__Instructions for the task__
Retype the rows that run from the line containing "If you could indicate the dark" through the line containing "point(380, 238)", both included, copying each character as it appears.

__Dataset content__
☆ ☆ ☆ ☆ ☆ ☆ ☆
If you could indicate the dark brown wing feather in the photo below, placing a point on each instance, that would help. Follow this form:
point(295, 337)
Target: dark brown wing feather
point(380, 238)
☆ ☆ ☆ ☆ ☆ ☆ ☆
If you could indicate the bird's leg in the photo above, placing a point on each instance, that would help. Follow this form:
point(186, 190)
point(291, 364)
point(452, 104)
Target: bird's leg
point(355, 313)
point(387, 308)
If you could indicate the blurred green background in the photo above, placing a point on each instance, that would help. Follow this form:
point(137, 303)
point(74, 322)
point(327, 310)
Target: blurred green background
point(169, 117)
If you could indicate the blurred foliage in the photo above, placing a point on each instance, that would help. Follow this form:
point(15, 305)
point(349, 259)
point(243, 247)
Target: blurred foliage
☆ ☆ ☆ ☆ ☆ ☆ ☆
__The solution__
If you could indicate the dark brown wing feather in the photo below, placing a point on each instance, that would help. Follow this form:
point(295, 337)
Target: dark brown wing feather
point(380, 238)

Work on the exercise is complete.